Print the entries below in their entirety, exactly as they are written.

* Provided material *
───
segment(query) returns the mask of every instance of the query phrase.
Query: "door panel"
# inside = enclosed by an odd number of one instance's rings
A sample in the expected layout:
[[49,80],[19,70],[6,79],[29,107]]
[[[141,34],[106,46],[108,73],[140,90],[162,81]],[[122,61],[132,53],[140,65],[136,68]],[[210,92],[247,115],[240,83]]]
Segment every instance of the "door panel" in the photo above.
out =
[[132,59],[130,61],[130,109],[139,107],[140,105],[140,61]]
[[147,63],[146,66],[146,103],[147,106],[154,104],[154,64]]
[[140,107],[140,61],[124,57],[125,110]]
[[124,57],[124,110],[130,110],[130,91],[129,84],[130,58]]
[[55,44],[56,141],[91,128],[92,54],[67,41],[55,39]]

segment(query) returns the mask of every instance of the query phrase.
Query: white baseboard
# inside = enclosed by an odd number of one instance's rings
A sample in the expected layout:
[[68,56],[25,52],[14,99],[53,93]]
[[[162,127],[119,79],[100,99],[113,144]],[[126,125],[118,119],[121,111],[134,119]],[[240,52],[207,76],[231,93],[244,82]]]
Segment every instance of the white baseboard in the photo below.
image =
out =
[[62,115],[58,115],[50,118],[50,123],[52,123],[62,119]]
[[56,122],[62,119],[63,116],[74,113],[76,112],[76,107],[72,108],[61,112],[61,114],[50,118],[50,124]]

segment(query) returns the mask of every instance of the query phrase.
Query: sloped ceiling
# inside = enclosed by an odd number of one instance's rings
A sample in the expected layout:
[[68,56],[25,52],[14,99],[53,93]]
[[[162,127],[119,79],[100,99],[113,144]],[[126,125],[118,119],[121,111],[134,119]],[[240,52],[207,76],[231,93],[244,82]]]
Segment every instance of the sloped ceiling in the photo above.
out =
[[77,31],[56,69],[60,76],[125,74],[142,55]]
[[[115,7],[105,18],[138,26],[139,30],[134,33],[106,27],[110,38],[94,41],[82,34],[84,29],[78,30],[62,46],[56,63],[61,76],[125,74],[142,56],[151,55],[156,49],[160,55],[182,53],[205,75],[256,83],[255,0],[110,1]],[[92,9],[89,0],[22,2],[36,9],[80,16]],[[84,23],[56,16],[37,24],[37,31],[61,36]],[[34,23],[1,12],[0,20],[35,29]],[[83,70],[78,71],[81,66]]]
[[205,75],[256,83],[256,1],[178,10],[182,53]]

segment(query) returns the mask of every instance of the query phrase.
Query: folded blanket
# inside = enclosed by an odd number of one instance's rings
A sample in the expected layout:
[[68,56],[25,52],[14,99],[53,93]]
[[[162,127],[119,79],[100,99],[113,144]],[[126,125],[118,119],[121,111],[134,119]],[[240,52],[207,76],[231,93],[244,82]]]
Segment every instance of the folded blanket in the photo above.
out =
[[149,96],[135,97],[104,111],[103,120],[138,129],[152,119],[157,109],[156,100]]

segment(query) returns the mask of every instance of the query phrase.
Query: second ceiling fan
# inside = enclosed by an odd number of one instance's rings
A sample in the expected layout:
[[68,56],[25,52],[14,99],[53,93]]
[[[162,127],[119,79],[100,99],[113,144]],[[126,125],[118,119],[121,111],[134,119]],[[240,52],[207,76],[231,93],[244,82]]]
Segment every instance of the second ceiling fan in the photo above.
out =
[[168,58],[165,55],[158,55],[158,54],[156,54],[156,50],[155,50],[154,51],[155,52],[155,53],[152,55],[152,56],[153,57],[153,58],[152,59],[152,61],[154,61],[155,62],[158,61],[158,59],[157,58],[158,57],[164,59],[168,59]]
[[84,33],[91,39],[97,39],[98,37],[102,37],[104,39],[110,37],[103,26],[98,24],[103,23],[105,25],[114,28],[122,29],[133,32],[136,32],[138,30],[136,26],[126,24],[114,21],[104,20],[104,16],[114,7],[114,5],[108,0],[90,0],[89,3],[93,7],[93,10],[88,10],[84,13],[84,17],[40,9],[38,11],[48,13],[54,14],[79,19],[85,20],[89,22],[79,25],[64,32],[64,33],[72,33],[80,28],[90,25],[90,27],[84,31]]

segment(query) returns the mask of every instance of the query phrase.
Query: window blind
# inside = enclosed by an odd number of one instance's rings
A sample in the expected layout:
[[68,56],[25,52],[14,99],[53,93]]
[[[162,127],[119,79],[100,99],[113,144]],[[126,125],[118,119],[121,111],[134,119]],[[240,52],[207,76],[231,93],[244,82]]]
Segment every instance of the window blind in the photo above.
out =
───
* Expected answer *
segment(query) returns the mask of every instance of the query phrase.
Query: "door panel"
# inside = enclosed by an odd number of one instance's rings
A sample in the expected layout:
[[49,80],[19,70],[6,79],[29,107]]
[[[141,34],[106,46],[108,73],[140,90],[162,81]],[[122,61],[132,53],[140,65],[136,68]],[[210,92],[247,115],[240,83]]]
Segment every instance of the "door panel" in the photo above.
out =
[[132,59],[130,61],[130,109],[139,107],[140,105],[140,61]]
[[147,63],[146,66],[146,103],[147,106],[154,104],[154,64]]
[[140,107],[140,61],[124,57],[125,110]]
[[124,57],[124,110],[130,110],[130,91],[129,84],[130,58]]
[[55,44],[56,141],[91,128],[92,54],[67,41],[55,39]]

segment(query) returns the mask of every instance of the query phrase.
Query: white baseboard
# inside = enclosed by an odd number of one instance's rings
A sample in the expected layout:
[[68,56],[25,52],[14,99],[53,93]]
[[[162,127],[119,79],[100,99],[113,144]],[[126,125],[118,119],[121,111],[134,119]],[[240,52],[207,76],[231,93],[244,82]]]
Segment every instance of the white baseboard in the photo below.
image =
out =
[[62,115],[58,115],[50,118],[50,123],[52,123],[62,119]]
[[56,122],[62,119],[63,116],[74,113],[76,112],[76,107],[72,108],[61,112],[61,114],[50,118],[50,124]]

segment(query) returns the mask of every instance of the query phrase.
Query: sloped ceiling
# inside = enclosed by an odd number of one instance's rings
A sample in the expected layout:
[[68,56],[25,52],[14,99],[53,93]]
[[[162,127],[119,79],[100,99],[113,144]],[[126,125],[118,119],[121,111],[134,119]],[[240,52],[207,76],[231,93],[244,82]]]
Segment every instance of the sloped ceiling in the photo above.
out =
[[77,31],[56,69],[60,76],[125,74],[142,55]]
[[[115,7],[105,18],[138,26],[139,30],[134,33],[106,27],[110,38],[94,41],[82,34],[84,29],[78,30],[62,46],[56,63],[61,76],[125,74],[142,56],[151,55],[156,49],[160,55],[182,53],[205,75],[256,83],[255,0],[110,1]],[[92,9],[89,0],[22,2],[36,9],[80,16]],[[84,23],[56,16],[37,24],[37,31],[61,36]],[[34,23],[1,12],[0,20],[35,29]],[[83,70],[78,71],[81,66]]]
[[205,75],[256,83],[256,1],[178,10],[182,53]]

segment(query) returns the mask of every instance of the query phrase.
Query: folded blanket
# inside = enclosed by an odd number of one instance's rings
A sample in the expected layout:
[[68,56],[25,52],[14,99],[53,93]]
[[[162,127],[119,79],[100,99],[113,144]],[[126,125],[118,119],[121,111],[134,119]],[[240,52],[207,76],[231,93],[244,82]]]
Segment every instance of the folded blanket in the photo above.
out =
[[149,96],[135,97],[104,111],[103,120],[138,129],[152,119],[157,109],[156,100]]

segment(query) returns the mask of every instance of the query phrase.
Query: second ceiling fan
# inside = enclosed by an odd number of one instance's rings
A sample in the expected layout:
[[68,56],[25,52],[14,99],[53,93]]
[[[162,127],[119,79],[100,99],[113,144]],[[126,125],[118,119],[121,111],[134,119]],[[240,52],[207,76],[231,93],[244,82]]]
Segment every instance of the second ceiling fan in the photo above.
out =
[[168,58],[165,55],[158,55],[158,54],[156,54],[156,50],[155,50],[154,51],[155,52],[155,53],[152,55],[152,56],[153,57],[153,58],[152,59],[152,61],[154,61],[155,62],[158,61],[158,59],[157,58],[158,57],[164,59],[168,59]]
[[84,33],[91,39],[97,39],[98,37],[102,37],[104,39],[110,37],[103,26],[98,24],[103,23],[105,25],[114,28],[122,29],[133,32],[136,32],[138,30],[136,26],[126,24],[114,21],[104,20],[104,16],[114,7],[114,5],[108,0],[90,0],[89,3],[93,7],[93,10],[88,10],[84,13],[84,17],[40,9],[38,11],[48,13],[54,14],[79,19],[85,20],[89,22],[79,25],[64,32],[64,33],[72,33],[80,28],[90,25],[90,27],[84,31]]

segment(query) returns the mask of every instance of the query phrase.
Query: window blind
# inside = enclosed by an odd number of one instance's rings
A sample in the expected layout:
[[68,56],[25,52],[14,99],[53,93]]
[[[162,127],[119,79],[100,99],[113,144]],[[126,125],[118,119],[121,111],[134,119]],[[240,52],[207,76],[231,93],[244,82]]]
Segment every instance of the window blind in the photo above.
out =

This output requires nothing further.